WHAT THIS EXERCISE ASKS -
1. In the text on pipe tenon gaps, what simple technique can minimize or even eliminate the gurgle?
2. Write out the part of the text on pipe tenon gaps starting with "One could make" and going on through "gap, as well.".

GIVEN TEXT -
____
Is this not unusual with Dunhills?
It's not unusual at all, and in fact, is pretty much the norm with most of the classic marques. Gaps are far more common than flush-fits. The notion of fitting the tenon to the mortise floor is a relatively modern one, and one that none of the early makers thought to do. And, in fact, while pipes with these gaps may gurgle, the malady can be corrected using other techniques, as well.

The gap results in an expansion chamber, in which the smoke will cool, causing moisture to condense. The real culprit with the gurgle isn't the gap so much as it is the inlet to the tenon. If it's smaller than the airway through the shank, the velocity at that point will be higher for a given flow rate, so as the moisture condenses, it can be sucked up into the tenon, causing the gurgle. A simple technique of funneling the tenon's inlet can minimize or even eliminate the gurgle, but it will leave the moisture in the chamber, requiring more thorough cleaning between smokes.

One could make an argument either way whether or not the gap is beneficial to the smoke, or detrimental.

On one hand, the expansion affords some cooling of the smoke stream, and with some of the moisture condensing out, the smoke could be somewhat more concentrated, or rather, less dilluted by the moisture. And, since water vapor carries significantly higher heat energy due to its higher thermal mass, the smoke might be perceived as cooler in a pipe with a signficant gap. Further, some of the tars with a higher melting point may also be deposited, making for a "cleaner" smoke.

On the other hand, there's almost certainly some flavour carried with the water vapor, especially in the form of solvated sugars and other soluble flavour/aroma molecules, and some of these "good things" may well precipitate out in the gap, as well.
____
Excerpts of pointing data
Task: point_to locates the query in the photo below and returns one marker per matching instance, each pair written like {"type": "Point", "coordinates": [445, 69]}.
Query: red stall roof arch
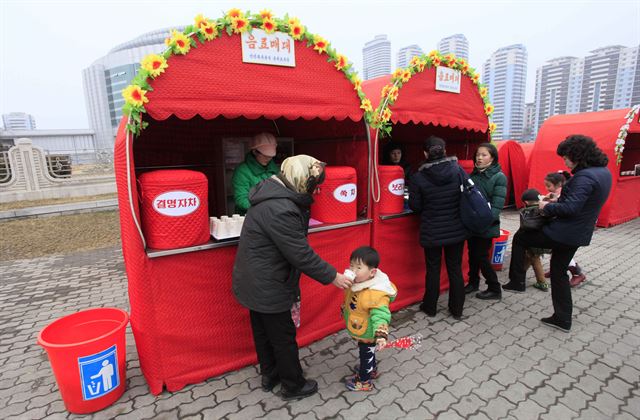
{"type": "Point", "coordinates": [420, 103]}
{"type": "Point", "coordinates": [603, 127]}
{"type": "Point", "coordinates": [211, 80]}
{"type": "Point", "coordinates": [514, 165]}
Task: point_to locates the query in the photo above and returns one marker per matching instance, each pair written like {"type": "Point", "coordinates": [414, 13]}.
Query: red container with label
{"type": "Point", "coordinates": [174, 209]}
{"type": "Point", "coordinates": [391, 189]}
{"type": "Point", "coordinates": [336, 200]}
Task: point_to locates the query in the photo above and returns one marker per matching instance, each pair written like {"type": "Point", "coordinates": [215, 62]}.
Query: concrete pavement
{"type": "Point", "coordinates": [498, 362]}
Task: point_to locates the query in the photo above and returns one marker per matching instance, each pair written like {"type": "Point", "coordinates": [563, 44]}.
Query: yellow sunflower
{"type": "Point", "coordinates": [154, 64]}
{"type": "Point", "coordinates": [180, 42]}
{"type": "Point", "coordinates": [366, 105]}
{"type": "Point", "coordinates": [135, 95]}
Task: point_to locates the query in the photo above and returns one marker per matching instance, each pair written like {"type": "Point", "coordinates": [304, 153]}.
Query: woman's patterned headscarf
{"type": "Point", "coordinates": [298, 169]}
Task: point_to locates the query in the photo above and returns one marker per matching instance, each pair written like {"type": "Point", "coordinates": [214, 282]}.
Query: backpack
{"type": "Point", "coordinates": [475, 211]}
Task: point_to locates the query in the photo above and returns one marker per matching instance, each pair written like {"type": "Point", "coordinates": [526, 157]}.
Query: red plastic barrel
{"type": "Point", "coordinates": [391, 189]}
{"type": "Point", "coordinates": [87, 353]}
{"type": "Point", "coordinates": [336, 200]}
{"type": "Point", "coordinates": [498, 250]}
{"type": "Point", "coordinates": [174, 210]}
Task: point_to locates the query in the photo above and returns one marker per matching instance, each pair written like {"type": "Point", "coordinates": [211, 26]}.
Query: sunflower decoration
{"type": "Point", "coordinates": [179, 42]}
{"type": "Point", "coordinates": [234, 21]}
{"type": "Point", "coordinates": [320, 44]}
{"type": "Point", "coordinates": [155, 64]}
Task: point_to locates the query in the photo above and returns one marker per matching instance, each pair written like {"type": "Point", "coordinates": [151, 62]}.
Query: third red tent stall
{"type": "Point", "coordinates": [608, 129]}
{"type": "Point", "coordinates": [204, 104]}
{"type": "Point", "coordinates": [415, 110]}
{"type": "Point", "coordinates": [514, 165]}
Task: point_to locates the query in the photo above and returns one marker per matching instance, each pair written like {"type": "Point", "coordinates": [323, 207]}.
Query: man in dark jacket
{"type": "Point", "coordinates": [434, 193]}
{"type": "Point", "coordinates": [272, 253]}
{"type": "Point", "coordinates": [574, 219]}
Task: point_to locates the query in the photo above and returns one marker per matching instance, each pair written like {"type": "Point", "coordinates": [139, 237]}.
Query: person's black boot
{"type": "Point", "coordinates": [309, 388]}
{"type": "Point", "coordinates": [268, 383]}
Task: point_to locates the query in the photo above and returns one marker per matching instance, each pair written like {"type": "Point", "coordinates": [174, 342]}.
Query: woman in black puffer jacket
{"type": "Point", "coordinates": [434, 193]}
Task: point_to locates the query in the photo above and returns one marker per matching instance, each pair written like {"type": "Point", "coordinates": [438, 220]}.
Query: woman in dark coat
{"type": "Point", "coordinates": [573, 219]}
{"type": "Point", "coordinates": [434, 193]}
{"type": "Point", "coordinates": [272, 252]}
{"type": "Point", "coordinates": [393, 154]}
{"type": "Point", "coordinates": [488, 177]}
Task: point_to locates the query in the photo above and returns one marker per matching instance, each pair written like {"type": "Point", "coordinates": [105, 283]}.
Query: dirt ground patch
{"type": "Point", "coordinates": [14, 205]}
{"type": "Point", "coordinates": [31, 238]}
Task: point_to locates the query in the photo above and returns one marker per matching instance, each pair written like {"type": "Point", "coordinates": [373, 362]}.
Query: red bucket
{"type": "Point", "coordinates": [87, 353]}
{"type": "Point", "coordinates": [174, 209]}
{"type": "Point", "coordinates": [498, 250]}
{"type": "Point", "coordinates": [391, 189]}
{"type": "Point", "coordinates": [336, 201]}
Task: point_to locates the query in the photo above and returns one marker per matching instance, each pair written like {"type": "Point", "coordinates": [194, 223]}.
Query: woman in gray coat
{"type": "Point", "coordinates": [272, 252]}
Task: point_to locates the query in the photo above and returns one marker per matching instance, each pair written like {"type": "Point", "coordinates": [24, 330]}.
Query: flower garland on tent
{"type": "Point", "coordinates": [622, 135]}
{"type": "Point", "coordinates": [382, 115]}
{"type": "Point", "coordinates": [204, 30]}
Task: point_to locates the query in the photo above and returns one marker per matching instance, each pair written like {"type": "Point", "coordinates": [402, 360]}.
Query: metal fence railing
{"type": "Point", "coordinates": [5, 168]}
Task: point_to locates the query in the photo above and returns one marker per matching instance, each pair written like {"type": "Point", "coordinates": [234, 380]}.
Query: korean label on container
{"type": "Point", "coordinates": [176, 203]}
{"type": "Point", "coordinates": [99, 373]}
{"type": "Point", "coordinates": [396, 186]}
{"type": "Point", "coordinates": [275, 49]}
{"type": "Point", "coordinates": [448, 79]}
{"type": "Point", "coordinates": [345, 193]}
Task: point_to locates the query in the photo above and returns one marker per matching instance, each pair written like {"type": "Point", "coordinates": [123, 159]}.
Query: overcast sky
{"type": "Point", "coordinates": [45, 45]}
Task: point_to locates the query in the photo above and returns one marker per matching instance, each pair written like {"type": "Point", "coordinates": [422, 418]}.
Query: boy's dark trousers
{"type": "Point", "coordinates": [274, 336]}
{"type": "Point", "coordinates": [367, 360]}
{"type": "Point", "coordinates": [479, 263]}
{"type": "Point", "coordinates": [561, 256]}
{"type": "Point", "coordinates": [453, 261]}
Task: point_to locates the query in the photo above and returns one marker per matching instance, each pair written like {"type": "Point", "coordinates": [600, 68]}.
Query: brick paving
{"type": "Point", "coordinates": [498, 362]}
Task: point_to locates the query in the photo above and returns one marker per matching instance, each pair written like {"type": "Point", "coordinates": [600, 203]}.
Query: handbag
{"type": "Point", "coordinates": [475, 210]}
{"type": "Point", "coordinates": [532, 219]}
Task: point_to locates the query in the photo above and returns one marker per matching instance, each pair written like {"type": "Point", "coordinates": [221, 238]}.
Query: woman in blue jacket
{"type": "Point", "coordinates": [573, 221]}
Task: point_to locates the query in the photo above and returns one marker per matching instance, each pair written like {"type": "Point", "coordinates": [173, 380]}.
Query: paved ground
{"type": "Point", "coordinates": [498, 362]}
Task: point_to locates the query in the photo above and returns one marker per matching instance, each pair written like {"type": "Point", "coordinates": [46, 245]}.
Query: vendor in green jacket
{"type": "Point", "coordinates": [258, 165]}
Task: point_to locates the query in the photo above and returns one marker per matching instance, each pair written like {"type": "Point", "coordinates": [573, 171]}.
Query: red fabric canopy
{"type": "Point", "coordinates": [514, 165]}
{"type": "Point", "coordinates": [527, 148]}
{"type": "Point", "coordinates": [211, 80]}
{"type": "Point", "coordinates": [419, 102]}
{"type": "Point", "coordinates": [624, 201]}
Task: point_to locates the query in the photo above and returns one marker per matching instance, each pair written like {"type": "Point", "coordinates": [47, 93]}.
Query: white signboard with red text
{"type": "Point", "coordinates": [176, 203]}
{"type": "Point", "coordinates": [346, 193]}
{"type": "Point", "coordinates": [396, 187]}
{"type": "Point", "coordinates": [447, 79]}
{"type": "Point", "coordinates": [275, 49]}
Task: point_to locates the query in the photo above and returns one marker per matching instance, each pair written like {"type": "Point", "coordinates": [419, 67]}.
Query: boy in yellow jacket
{"type": "Point", "coordinates": [366, 313]}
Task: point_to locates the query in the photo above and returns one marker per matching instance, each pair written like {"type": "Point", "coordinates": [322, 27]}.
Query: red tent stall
{"type": "Point", "coordinates": [411, 109]}
{"type": "Point", "coordinates": [202, 108]}
{"type": "Point", "coordinates": [514, 165]}
{"type": "Point", "coordinates": [611, 130]}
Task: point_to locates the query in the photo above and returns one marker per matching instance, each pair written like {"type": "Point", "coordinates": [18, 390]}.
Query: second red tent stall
{"type": "Point", "coordinates": [203, 108]}
{"type": "Point", "coordinates": [414, 111]}
{"type": "Point", "coordinates": [607, 128]}
{"type": "Point", "coordinates": [514, 165]}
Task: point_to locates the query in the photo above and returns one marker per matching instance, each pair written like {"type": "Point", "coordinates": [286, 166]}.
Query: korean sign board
{"type": "Point", "coordinates": [447, 79]}
{"type": "Point", "coordinates": [276, 49]}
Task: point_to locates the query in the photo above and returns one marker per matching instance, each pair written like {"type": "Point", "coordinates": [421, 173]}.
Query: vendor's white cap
{"type": "Point", "coordinates": [265, 143]}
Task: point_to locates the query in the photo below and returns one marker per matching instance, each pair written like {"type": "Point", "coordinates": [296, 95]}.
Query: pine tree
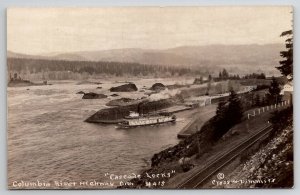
{"type": "Point", "coordinates": [286, 67]}
{"type": "Point", "coordinates": [274, 92]}
{"type": "Point", "coordinates": [257, 100]}
{"type": "Point", "coordinates": [234, 111]}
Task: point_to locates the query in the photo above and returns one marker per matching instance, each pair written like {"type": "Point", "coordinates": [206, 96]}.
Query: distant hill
{"type": "Point", "coordinates": [202, 56]}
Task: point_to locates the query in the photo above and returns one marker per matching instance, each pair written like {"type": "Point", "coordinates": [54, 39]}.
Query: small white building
{"type": "Point", "coordinates": [287, 88]}
{"type": "Point", "coordinates": [287, 92]}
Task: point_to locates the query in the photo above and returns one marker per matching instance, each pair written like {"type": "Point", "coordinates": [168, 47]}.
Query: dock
{"type": "Point", "coordinates": [200, 117]}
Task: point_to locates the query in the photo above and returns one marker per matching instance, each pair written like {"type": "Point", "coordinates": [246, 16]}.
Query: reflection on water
{"type": "Point", "coordinates": [48, 140]}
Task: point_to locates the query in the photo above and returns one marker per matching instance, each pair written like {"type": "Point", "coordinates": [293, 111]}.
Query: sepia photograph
{"type": "Point", "coordinates": [170, 97]}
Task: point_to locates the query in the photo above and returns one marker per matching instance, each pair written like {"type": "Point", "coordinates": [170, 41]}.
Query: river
{"type": "Point", "coordinates": [49, 141]}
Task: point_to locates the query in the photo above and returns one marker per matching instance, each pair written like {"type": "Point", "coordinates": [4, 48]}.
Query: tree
{"type": "Point", "coordinates": [225, 74]}
{"type": "Point", "coordinates": [274, 92]}
{"type": "Point", "coordinates": [286, 67]}
{"type": "Point", "coordinates": [227, 115]}
{"type": "Point", "coordinates": [235, 110]}
{"type": "Point", "coordinates": [257, 101]}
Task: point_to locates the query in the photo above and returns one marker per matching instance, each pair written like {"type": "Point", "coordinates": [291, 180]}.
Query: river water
{"type": "Point", "coordinates": [49, 141]}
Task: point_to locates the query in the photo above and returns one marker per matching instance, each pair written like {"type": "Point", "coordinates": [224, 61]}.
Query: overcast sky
{"type": "Point", "coordinates": [47, 30]}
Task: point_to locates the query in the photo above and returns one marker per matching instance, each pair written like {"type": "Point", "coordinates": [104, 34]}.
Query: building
{"type": "Point", "coordinates": [287, 91]}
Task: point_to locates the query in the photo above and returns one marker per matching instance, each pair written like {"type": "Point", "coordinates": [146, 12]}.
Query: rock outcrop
{"type": "Point", "coordinates": [124, 88]}
{"type": "Point", "coordinates": [93, 96]}
{"type": "Point", "coordinates": [158, 87]}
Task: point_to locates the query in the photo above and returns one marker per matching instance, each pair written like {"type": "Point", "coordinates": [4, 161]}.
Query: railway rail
{"type": "Point", "coordinates": [198, 179]}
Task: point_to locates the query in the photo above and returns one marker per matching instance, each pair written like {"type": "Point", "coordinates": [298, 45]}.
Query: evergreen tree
{"type": "Point", "coordinates": [225, 74]}
{"type": "Point", "coordinates": [234, 111]}
{"type": "Point", "coordinates": [286, 67]}
{"type": "Point", "coordinates": [257, 100]}
{"type": "Point", "coordinates": [274, 92]}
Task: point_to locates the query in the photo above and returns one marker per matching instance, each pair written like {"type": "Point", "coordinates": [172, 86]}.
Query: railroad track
{"type": "Point", "coordinates": [199, 178]}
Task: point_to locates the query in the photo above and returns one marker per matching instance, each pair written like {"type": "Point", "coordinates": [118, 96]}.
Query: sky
{"type": "Point", "coordinates": [60, 30]}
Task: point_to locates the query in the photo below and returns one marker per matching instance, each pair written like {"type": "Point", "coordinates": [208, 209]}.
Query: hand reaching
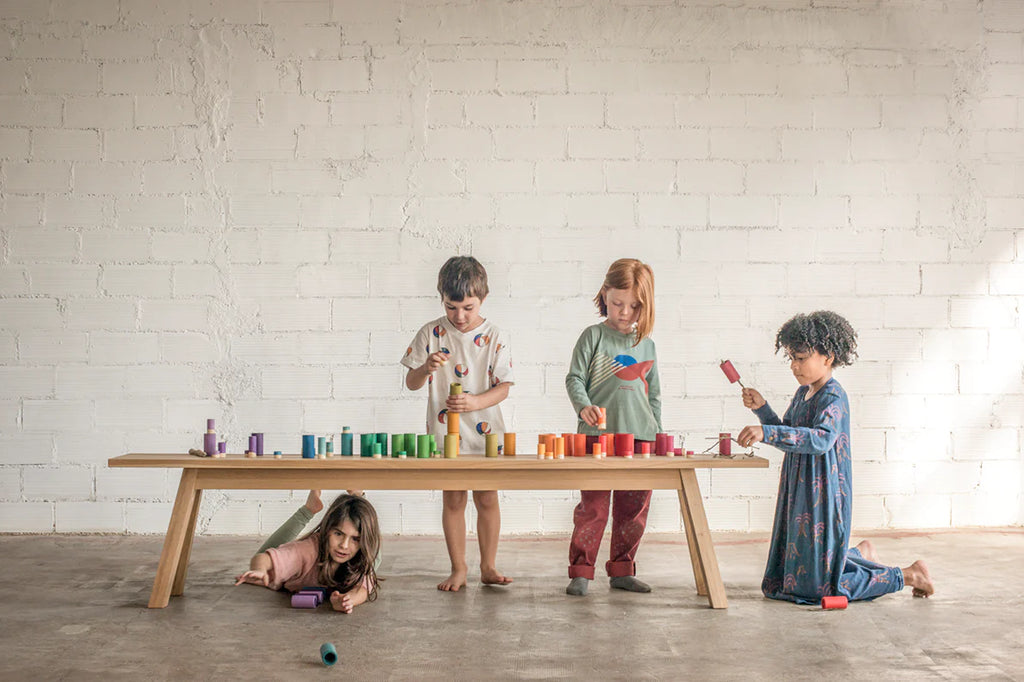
____
IN RESPONSE -
1. Funneling the tenon's inlet.

2.
One could make an argument either way whether or not the gap is beneficial to the smoke, or detrimental.

On one hand, the expansion affords some cooling of the smoke stream, and with some of the moisture condensing out, the smoke could be somewhat more concentrated, or rather, less dilluted by the moisture. And, since water vapor carries significantly higher heat energy due to its higher thermal mass, the smoke might be perceived as cooler in a pipe with a signficant gap. Further, some of the tars with a higher melting point may also be deposited, making for a "cleaner" smoke.

On the other hand, there's almost certainly some flavour carried with the water vapor, especially in the form of solvated sugars and other soluble flavour/aroma molecules, and some of these "good things" may well precipitate out in the gap, as well.